Instructions:
a) Answer these questions from the passage on autism research:
(i) In what year did a twin study make a role for genetic variants in autism clear?
(ii) Which publication ran "Rewriting Autism History"?
(iii) Between which individuals does the impact of certain ASD-linked mutations vary?
b) Carry on the passage on autism research, starting after its final sentence.

Autism spectrum disorder (ASD) is a complex phenotype with a broad range of manifestations relevant to communication and social interactions. During the 1960s, psychologists tended to attribute the emergence of this phenotype primarily to environmental factors. Elon Green provides a history of research on autism, including its misportrayal and misconception, in “Rewriting Autism History,” published in the Atlantic. For example, it was not until 1977 that a role for genetic variants became clear through a study authored by Susan Folstein and Michael Rutter, “Infantile Autism: A Genetic Study of 21 Twin Pairs,” revealing that genetically identical twins, but not fraternal twins, were much more likely than anticipated by chance to be concordant for autism-relevant phenotypes. GWAS has subsequently brought further clarity to these initial findings of a strong genetic component. ASD is now widely understood to have a strong polygenic component, with the impact of certain mutations variable between male and female individuals, as explained by Danny Antaki and colleagues in “A Phenotypic Spectrum of Autism Is Attributable to the Combined Effects of Rare Variants, Polygenic Risk, and Sex.” Moreover, many of the mutations associated with ASD are more common than would be anticipated to occur by chance in individuals with other cognitive phenotypes, though the mechanistic connections have yet to be thoroughly elucidated. This situation is reported by Beate St Pourcain and colleagues in “ASD and Schizophrenia Show Distinct Developmental Profiles in Common Genetic Overlap with Population-Based Social Communication Difficulties.”

[Items listed in a dataset]
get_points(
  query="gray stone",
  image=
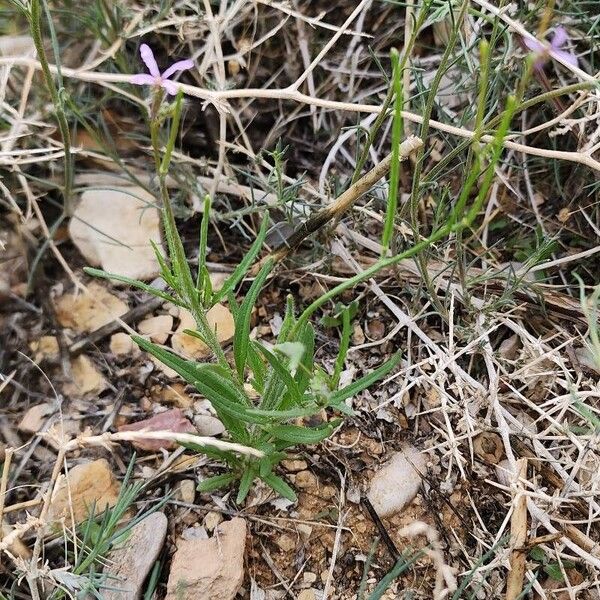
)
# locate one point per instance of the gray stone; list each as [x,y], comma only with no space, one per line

Responses by task:
a)
(i) 1977
(ii) The Atlantic
(iii) Male and female individuals

b)
Cancer is not one but instead a set of diseases broadly characterized by aberrant overgrowth of cells bearing specific mutations. It is extremely common in human populations. For individuals living in the United States, for example, the lifetime probability of developing some form of cancer is roughly 40 percent. Detailed cancer incidence statistics for individuals living in the United States are available from the National Cancer Institute at its related website, Cancer Statistics. Some of the most successful therapies developed to date target genetic changes that unleash this unregulated cell division, underscoring the urgency to discover inherited genetic changes that increase the risk of specific cancers. One of the first such genetic risk factors was discovered during an era when, despite growing knowledge that some cancers tended to be more common among family members, viral infections—and not mutations in human DNA—were generally still thought to be the most common cause, as discussed by D. W. Smithers in “Family Histories of 459 Patients with Cancer of the Breast.” Further, mathematical modeling by Mary-Claire King using survey data from individuals with and without breast cancer predicted the existence of inherited genomic risk factors that strongly increase the lifetime risk of breast cancer; this prediction was later confirmed through molecular techniques. In a 2019 interview conducted by Ushma Neill, “A Conversation with Mary-Claire King,” King reflects on the academic path that led to her discovery.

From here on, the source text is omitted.